== Listed entries

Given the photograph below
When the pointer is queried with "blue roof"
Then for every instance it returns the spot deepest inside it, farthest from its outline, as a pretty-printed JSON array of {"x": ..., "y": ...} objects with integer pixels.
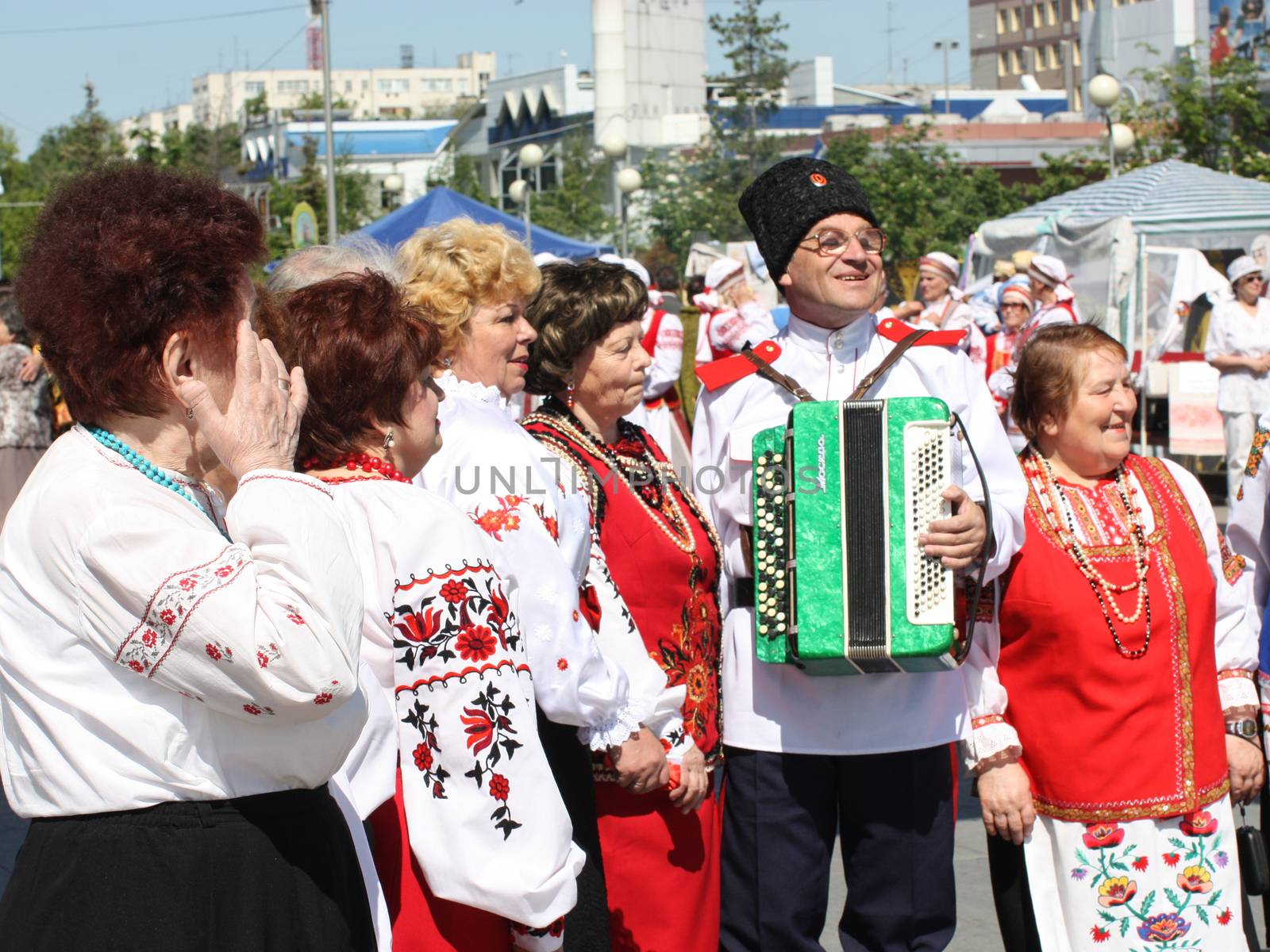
[
  {"x": 379, "y": 141},
  {"x": 442, "y": 205}
]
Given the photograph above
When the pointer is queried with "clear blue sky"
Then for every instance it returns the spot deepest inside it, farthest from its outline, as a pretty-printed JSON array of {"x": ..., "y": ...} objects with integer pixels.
[{"x": 144, "y": 67}]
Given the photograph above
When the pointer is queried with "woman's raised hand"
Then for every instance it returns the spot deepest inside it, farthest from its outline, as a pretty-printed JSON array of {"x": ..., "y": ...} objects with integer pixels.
[{"x": 260, "y": 425}]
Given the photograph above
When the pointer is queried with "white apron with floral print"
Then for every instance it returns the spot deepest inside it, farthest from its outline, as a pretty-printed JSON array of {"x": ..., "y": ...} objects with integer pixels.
[{"x": 1140, "y": 886}]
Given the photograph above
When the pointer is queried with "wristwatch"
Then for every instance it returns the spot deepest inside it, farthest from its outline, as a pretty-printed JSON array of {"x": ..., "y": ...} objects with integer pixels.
[{"x": 1246, "y": 729}]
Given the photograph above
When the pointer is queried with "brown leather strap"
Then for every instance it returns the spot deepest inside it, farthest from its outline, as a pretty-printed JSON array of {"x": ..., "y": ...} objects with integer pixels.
[
  {"x": 895, "y": 353},
  {"x": 768, "y": 372}
]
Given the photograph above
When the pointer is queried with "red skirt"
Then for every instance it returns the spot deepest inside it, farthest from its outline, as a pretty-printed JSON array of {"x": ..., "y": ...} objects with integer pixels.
[
  {"x": 660, "y": 869},
  {"x": 421, "y": 920}
]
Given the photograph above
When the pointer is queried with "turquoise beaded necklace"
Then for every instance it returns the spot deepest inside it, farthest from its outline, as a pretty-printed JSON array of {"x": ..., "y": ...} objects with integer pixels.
[{"x": 146, "y": 469}]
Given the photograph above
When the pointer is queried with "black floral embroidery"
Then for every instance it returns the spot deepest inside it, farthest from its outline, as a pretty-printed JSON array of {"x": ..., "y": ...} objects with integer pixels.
[
  {"x": 422, "y": 719},
  {"x": 468, "y": 617},
  {"x": 488, "y": 725}
]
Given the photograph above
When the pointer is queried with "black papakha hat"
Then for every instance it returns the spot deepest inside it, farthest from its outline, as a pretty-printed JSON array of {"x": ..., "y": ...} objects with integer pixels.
[{"x": 793, "y": 196}]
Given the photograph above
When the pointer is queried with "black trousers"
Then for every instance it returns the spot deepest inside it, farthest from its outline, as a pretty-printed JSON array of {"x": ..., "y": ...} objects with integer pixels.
[
  {"x": 272, "y": 873},
  {"x": 895, "y": 816},
  {"x": 586, "y": 928}
]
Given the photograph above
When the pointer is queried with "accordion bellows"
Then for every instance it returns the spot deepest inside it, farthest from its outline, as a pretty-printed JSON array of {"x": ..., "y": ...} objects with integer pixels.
[{"x": 841, "y": 494}]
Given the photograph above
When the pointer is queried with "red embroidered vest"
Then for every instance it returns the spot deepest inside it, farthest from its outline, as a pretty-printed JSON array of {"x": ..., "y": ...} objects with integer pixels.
[
  {"x": 1105, "y": 736},
  {"x": 673, "y": 596}
]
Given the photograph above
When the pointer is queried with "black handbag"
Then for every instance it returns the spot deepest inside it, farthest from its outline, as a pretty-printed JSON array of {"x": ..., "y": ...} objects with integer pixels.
[{"x": 1254, "y": 867}]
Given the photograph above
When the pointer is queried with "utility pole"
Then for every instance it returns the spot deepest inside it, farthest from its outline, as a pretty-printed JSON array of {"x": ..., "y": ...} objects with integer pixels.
[
  {"x": 323, "y": 8},
  {"x": 946, "y": 44}
]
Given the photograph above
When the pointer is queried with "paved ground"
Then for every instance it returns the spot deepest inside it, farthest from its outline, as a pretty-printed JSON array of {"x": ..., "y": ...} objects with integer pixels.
[{"x": 977, "y": 919}]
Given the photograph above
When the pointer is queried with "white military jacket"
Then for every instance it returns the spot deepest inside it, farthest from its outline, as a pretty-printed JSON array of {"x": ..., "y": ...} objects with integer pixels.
[{"x": 778, "y": 708}]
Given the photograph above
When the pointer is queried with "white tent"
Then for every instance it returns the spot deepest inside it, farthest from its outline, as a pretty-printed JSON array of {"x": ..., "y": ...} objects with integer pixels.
[{"x": 1132, "y": 245}]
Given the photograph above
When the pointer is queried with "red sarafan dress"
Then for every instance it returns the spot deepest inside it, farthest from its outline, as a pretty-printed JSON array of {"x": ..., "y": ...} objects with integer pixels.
[
  {"x": 1124, "y": 640},
  {"x": 664, "y": 559}
]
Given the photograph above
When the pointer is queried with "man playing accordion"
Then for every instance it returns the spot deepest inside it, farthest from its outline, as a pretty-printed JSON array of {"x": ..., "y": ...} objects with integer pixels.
[{"x": 870, "y": 754}]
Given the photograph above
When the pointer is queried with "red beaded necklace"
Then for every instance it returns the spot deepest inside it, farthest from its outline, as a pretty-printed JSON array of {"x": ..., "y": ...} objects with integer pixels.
[{"x": 375, "y": 469}]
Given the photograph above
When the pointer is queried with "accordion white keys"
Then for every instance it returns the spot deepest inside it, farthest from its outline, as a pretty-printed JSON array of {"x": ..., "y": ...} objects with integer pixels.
[{"x": 840, "y": 497}]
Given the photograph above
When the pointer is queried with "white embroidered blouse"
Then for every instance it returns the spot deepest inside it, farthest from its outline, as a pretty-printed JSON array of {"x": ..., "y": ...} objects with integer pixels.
[
  {"x": 146, "y": 658},
  {"x": 442, "y": 638},
  {"x": 510, "y": 486}
]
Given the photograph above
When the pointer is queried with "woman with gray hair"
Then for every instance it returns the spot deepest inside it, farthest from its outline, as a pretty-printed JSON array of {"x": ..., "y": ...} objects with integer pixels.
[{"x": 25, "y": 406}]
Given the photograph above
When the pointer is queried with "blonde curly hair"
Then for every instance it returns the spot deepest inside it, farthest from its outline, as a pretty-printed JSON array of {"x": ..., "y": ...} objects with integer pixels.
[{"x": 454, "y": 268}]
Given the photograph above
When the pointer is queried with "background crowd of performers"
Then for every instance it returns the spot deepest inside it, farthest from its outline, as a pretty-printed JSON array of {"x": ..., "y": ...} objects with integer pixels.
[{"x": 314, "y": 640}]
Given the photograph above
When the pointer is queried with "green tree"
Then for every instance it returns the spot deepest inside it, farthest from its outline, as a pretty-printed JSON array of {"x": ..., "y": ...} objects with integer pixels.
[
  {"x": 753, "y": 48},
  {"x": 925, "y": 200},
  {"x": 353, "y": 207},
  {"x": 575, "y": 207}
]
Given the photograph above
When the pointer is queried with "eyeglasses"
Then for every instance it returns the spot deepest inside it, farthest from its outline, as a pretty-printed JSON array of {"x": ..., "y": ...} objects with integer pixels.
[{"x": 832, "y": 241}]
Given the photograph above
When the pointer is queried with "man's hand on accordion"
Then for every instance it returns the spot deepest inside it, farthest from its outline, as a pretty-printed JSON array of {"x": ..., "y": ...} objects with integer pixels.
[{"x": 959, "y": 539}]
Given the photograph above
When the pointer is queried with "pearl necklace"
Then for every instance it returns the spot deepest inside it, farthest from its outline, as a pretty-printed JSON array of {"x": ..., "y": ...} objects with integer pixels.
[
  {"x": 679, "y": 530},
  {"x": 148, "y": 469},
  {"x": 1104, "y": 590}
]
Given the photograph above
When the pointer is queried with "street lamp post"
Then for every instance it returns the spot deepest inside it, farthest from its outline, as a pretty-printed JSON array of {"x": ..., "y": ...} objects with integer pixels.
[
  {"x": 530, "y": 158},
  {"x": 323, "y": 6},
  {"x": 1104, "y": 93},
  {"x": 628, "y": 181},
  {"x": 946, "y": 44}
]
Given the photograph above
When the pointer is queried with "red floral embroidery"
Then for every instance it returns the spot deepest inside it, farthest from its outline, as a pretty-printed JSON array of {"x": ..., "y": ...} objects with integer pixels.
[
  {"x": 160, "y": 628},
  {"x": 1100, "y": 835},
  {"x": 498, "y": 787},
  {"x": 475, "y": 643},
  {"x": 422, "y": 757},
  {"x": 1199, "y": 824},
  {"x": 454, "y": 592}
]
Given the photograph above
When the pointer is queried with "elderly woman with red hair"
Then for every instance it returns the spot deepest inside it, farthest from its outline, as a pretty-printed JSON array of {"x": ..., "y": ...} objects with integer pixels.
[
  {"x": 179, "y": 677},
  {"x": 474, "y": 850}
]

====

Exercise:
How many lines in the records above contain the string "blue"? Reply with the number alone.

Exercise solution:
2